Dataset records
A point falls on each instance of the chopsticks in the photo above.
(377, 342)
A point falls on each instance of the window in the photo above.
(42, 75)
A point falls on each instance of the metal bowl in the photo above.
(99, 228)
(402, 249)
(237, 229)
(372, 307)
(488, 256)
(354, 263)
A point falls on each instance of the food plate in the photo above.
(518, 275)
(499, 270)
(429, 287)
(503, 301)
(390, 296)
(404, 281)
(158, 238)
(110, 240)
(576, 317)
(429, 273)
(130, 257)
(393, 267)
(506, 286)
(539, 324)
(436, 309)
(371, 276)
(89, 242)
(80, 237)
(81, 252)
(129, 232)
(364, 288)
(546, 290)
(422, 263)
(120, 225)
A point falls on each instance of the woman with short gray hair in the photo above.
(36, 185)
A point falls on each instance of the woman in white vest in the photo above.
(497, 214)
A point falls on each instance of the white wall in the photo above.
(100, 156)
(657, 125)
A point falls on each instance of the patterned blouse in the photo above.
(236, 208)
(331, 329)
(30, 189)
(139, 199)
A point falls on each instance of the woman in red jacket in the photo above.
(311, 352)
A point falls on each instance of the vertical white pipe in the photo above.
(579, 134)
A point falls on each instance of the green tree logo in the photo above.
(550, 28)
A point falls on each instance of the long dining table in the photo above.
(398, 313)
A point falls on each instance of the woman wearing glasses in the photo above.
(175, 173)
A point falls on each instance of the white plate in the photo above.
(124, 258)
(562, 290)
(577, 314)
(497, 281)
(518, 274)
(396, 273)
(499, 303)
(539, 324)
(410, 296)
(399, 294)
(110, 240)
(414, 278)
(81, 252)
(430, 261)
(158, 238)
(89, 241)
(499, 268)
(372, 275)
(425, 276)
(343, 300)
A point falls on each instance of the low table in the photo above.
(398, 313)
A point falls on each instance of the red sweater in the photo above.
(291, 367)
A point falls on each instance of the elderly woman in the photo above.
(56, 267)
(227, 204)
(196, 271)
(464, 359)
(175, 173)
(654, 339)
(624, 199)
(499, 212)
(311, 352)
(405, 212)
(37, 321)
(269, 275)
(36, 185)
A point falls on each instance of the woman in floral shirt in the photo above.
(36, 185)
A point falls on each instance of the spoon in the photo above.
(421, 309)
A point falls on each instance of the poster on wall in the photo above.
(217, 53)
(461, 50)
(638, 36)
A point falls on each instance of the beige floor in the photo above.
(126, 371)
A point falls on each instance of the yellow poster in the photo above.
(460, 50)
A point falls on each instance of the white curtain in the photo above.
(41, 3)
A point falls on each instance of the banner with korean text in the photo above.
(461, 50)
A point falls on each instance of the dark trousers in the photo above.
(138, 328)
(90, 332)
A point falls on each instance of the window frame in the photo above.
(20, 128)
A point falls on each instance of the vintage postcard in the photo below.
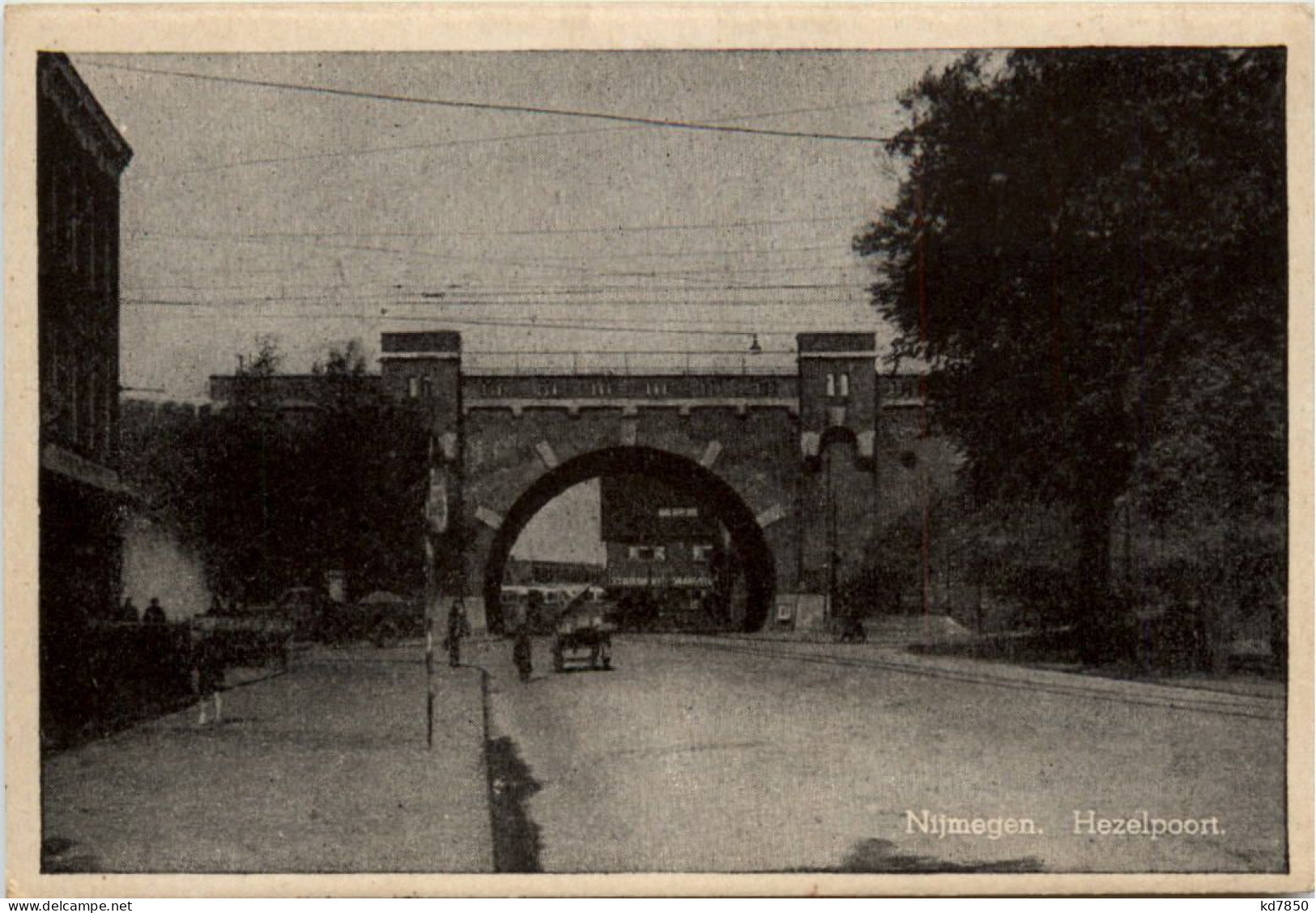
(658, 449)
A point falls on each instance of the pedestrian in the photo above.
(154, 615)
(457, 628)
(208, 678)
(522, 653)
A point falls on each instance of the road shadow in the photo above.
(57, 858)
(516, 838)
(875, 855)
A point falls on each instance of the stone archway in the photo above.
(673, 470)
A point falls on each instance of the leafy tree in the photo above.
(1090, 253)
(368, 457)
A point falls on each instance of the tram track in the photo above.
(1249, 708)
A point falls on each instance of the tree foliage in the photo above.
(1090, 253)
(274, 499)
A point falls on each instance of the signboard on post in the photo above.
(436, 504)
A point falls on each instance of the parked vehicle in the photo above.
(583, 634)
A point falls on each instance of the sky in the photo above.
(322, 215)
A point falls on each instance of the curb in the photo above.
(1020, 678)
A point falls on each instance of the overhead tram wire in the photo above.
(448, 143)
(556, 261)
(511, 324)
(500, 107)
(261, 307)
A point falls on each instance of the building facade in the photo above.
(658, 540)
(80, 158)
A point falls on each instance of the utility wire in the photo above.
(445, 143)
(549, 324)
(490, 105)
(561, 259)
(509, 324)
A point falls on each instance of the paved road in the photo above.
(320, 770)
(688, 758)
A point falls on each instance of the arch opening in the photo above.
(680, 474)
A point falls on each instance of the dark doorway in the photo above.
(679, 474)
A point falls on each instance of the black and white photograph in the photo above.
(619, 461)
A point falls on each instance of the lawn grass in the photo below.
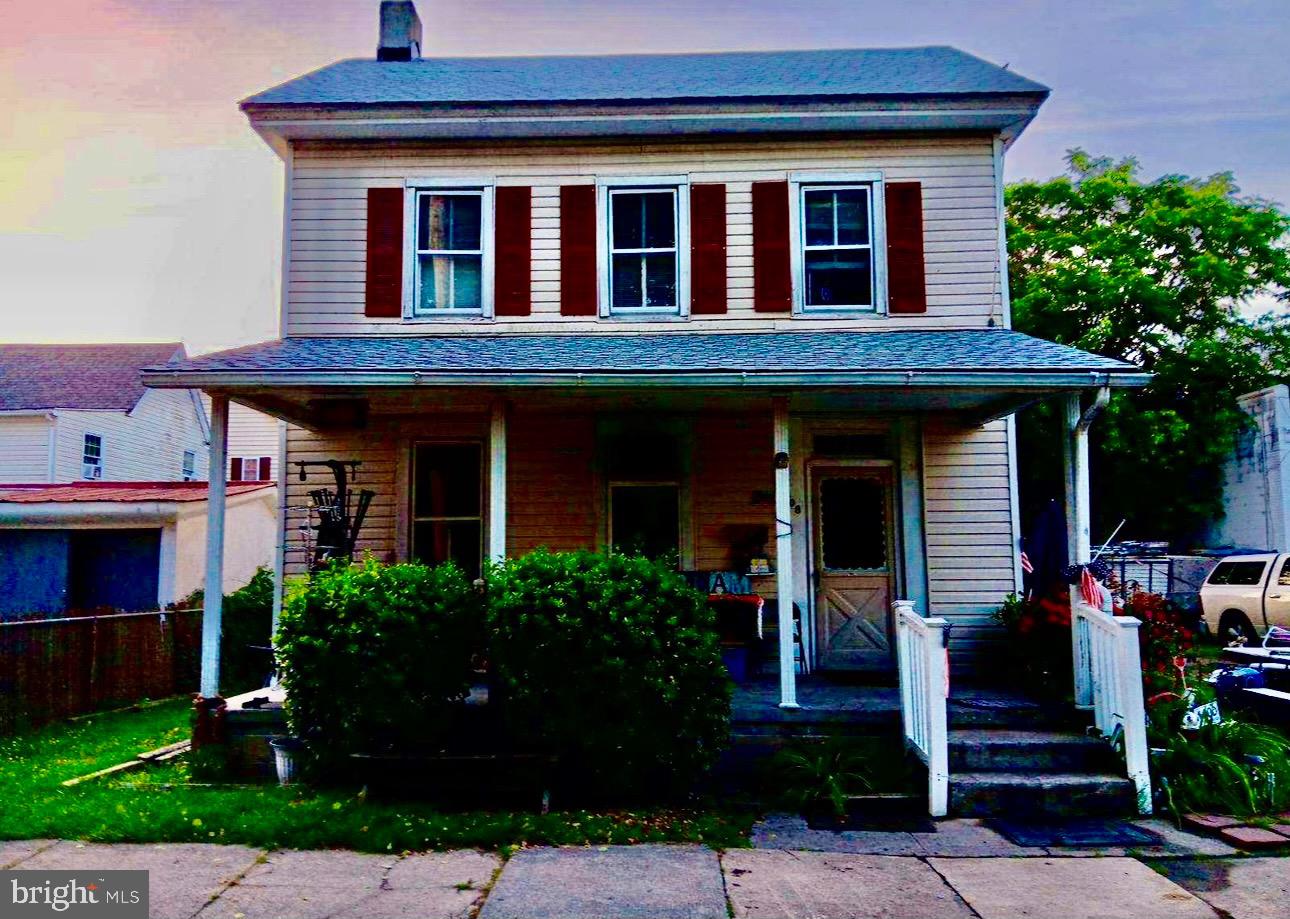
(158, 804)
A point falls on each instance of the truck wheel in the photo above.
(1232, 625)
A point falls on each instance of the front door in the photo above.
(853, 563)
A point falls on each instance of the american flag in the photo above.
(1090, 590)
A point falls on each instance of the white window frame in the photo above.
(605, 189)
(413, 190)
(799, 183)
(412, 494)
(85, 462)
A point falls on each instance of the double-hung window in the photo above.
(449, 274)
(92, 457)
(644, 227)
(837, 230)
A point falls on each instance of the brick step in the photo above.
(1022, 795)
(1027, 751)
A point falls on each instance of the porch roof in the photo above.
(979, 358)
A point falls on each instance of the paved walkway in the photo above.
(690, 882)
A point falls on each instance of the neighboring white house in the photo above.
(79, 412)
(1257, 478)
(121, 545)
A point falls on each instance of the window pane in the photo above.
(853, 216)
(628, 232)
(461, 541)
(644, 220)
(661, 280)
(853, 524)
(819, 217)
(626, 282)
(839, 278)
(450, 283)
(446, 480)
(449, 222)
(645, 520)
(659, 221)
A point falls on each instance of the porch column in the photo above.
(784, 556)
(497, 483)
(1075, 461)
(214, 594)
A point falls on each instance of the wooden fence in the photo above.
(53, 669)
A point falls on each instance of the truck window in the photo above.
(1239, 573)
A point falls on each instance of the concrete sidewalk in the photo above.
(663, 882)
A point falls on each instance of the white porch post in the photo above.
(214, 594)
(784, 556)
(497, 483)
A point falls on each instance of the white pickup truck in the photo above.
(1245, 595)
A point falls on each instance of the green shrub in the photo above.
(610, 662)
(376, 658)
(247, 624)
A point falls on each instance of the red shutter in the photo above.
(385, 253)
(907, 276)
(772, 274)
(578, 251)
(512, 231)
(707, 249)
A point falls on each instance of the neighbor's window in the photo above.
(1239, 573)
(645, 519)
(92, 457)
(837, 247)
(449, 252)
(643, 254)
(446, 505)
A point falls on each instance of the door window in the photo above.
(853, 524)
(448, 500)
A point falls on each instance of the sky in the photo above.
(136, 204)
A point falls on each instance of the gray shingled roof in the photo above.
(661, 353)
(630, 78)
(76, 376)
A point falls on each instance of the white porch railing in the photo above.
(922, 655)
(1108, 680)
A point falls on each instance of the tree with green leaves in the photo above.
(1182, 276)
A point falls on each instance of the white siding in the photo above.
(328, 203)
(250, 433)
(23, 449)
(145, 444)
(969, 524)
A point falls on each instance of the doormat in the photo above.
(1073, 833)
(871, 822)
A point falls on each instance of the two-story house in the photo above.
(103, 483)
(744, 309)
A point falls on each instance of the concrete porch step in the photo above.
(1027, 751)
(1058, 794)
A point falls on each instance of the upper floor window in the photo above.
(92, 457)
(643, 251)
(839, 269)
(449, 274)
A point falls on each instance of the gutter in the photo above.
(1039, 380)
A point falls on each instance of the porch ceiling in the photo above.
(333, 381)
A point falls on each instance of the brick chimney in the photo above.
(400, 31)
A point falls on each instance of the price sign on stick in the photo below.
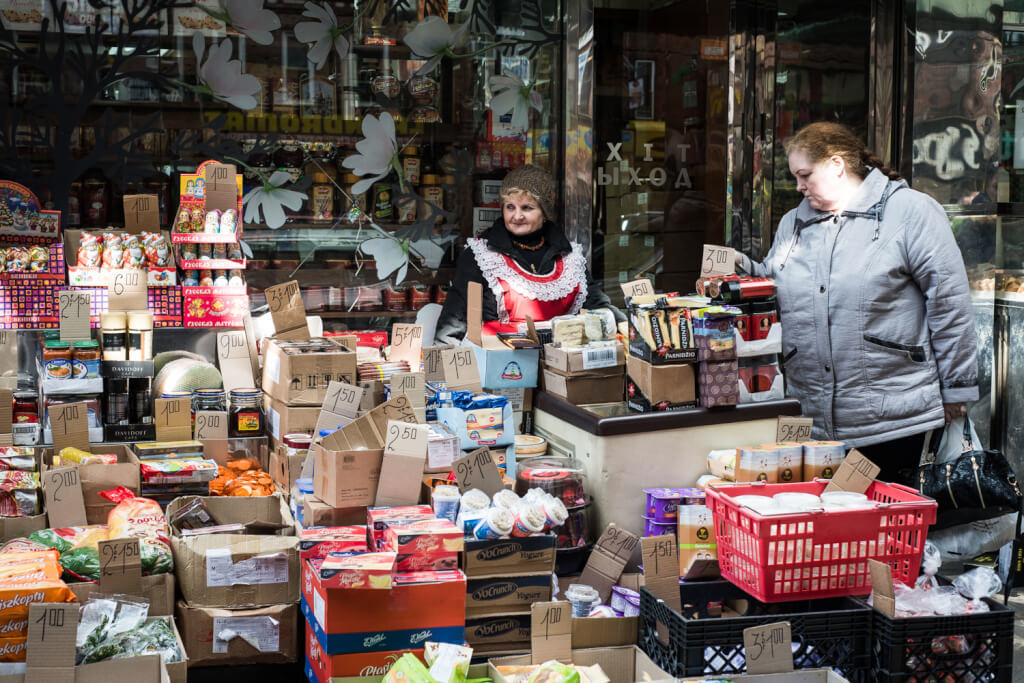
(127, 290)
(718, 261)
(74, 310)
(477, 470)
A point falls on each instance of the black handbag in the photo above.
(979, 484)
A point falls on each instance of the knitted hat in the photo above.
(535, 180)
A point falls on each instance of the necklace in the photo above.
(536, 247)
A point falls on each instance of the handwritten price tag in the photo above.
(433, 367)
(120, 566)
(221, 186)
(640, 287)
(769, 648)
(794, 429)
(407, 343)
(141, 213)
(52, 630)
(70, 425)
(718, 261)
(173, 419)
(65, 503)
(477, 470)
(211, 425)
(74, 307)
(288, 311)
(127, 290)
(461, 372)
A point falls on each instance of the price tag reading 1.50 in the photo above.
(127, 290)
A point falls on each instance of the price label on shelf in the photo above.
(288, 311)
(718, 261)
(141, 213)
(127, 290)
(74, 307)
(461, 372)
(211, 425)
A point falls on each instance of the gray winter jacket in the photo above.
(878, 329)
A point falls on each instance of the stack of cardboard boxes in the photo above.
(240, 591)
(504, 578)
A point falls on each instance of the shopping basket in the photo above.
(818, 554)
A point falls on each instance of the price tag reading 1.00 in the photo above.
(127, 290)
(74, 306)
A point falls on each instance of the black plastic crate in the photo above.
(970, 647)
(829, 632)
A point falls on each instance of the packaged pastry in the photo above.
(212, 222)
(17, 259)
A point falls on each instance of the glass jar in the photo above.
(57, 359)
(85, 356)
(246, 415)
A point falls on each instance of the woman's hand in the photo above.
(954, 411)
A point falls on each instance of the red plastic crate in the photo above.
(818, 554)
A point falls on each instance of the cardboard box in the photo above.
(96, 478)
(504, 630)
(584, 363)
(274, 629)
(500, 367)
(158, 589)
(302, 379)
(510, 594)
(239, 570)
(532, 554)
(372, 666)
(663, 384)
(588, 389)
(620, 665)
(317, 513)
(284, 419)
(420, 606)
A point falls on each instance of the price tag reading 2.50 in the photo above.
(127, 290)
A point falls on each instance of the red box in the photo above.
(420, 606)
(316, 543)
(378, 518)
(361, 665)
(422, 537)
(214, 306)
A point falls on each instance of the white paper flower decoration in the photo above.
(510, 93)
(378, 152)
(390, 255)
(432, 39)
(248, 17)
(269, 198)
(323, 33)
(221, 77)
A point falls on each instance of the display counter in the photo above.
(623, 452)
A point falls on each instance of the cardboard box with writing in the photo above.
(96, 478)
(620, 665)
(532, 554)
(264, 635)
(259, 567)
(302, 379)
(660, 385)
(354, 668)
(284, 419)
(500, 367)
(587, 389)
(420, 606)
(508, 594)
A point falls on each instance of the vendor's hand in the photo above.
(954, 411)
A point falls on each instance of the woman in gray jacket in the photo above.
(878, 331)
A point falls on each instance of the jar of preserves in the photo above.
(57, 359)
(246, 415)
(85, 356)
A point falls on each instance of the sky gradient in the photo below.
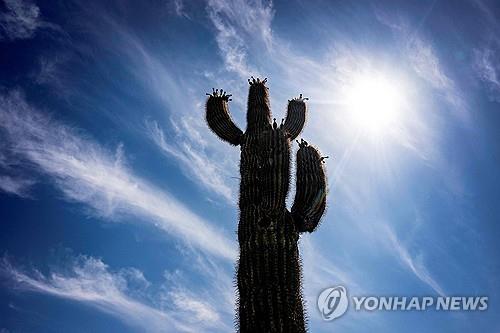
(119, 206)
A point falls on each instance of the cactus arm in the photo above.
(219, 119)
(310, 197)
(295, 116)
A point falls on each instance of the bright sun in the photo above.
(374, 101)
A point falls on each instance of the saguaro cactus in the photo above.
(269, 271)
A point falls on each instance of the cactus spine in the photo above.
(269, 271)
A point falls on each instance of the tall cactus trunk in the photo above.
(269, 273)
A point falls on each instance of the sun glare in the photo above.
(374, 102)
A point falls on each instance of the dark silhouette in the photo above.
(269, 270)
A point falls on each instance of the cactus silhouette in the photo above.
(269, 271)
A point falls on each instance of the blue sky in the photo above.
(118, 205)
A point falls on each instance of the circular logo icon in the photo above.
(333, 302)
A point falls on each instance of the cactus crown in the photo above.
(268, 276)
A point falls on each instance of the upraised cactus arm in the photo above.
(295, 116)
(310, 196)
(219, 119)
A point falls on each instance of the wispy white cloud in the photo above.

Exercise description
What is needed is a word-for-word restatement of every line from the one with "A point falls on each instance of the circular" to the end of the entries above.

The answer
A point falls on each instance of the circular logo icon in the photo above.
(333, 302)
A point falls on each instance of the cactus crown in the photo above.
(268, 276)
A point falls on each instance of the upraised cactus arm in the photo above.
(295, 116)
(310, 196)
(219, 119)
A point falls on each instance of the wispy white cloud in the photo above.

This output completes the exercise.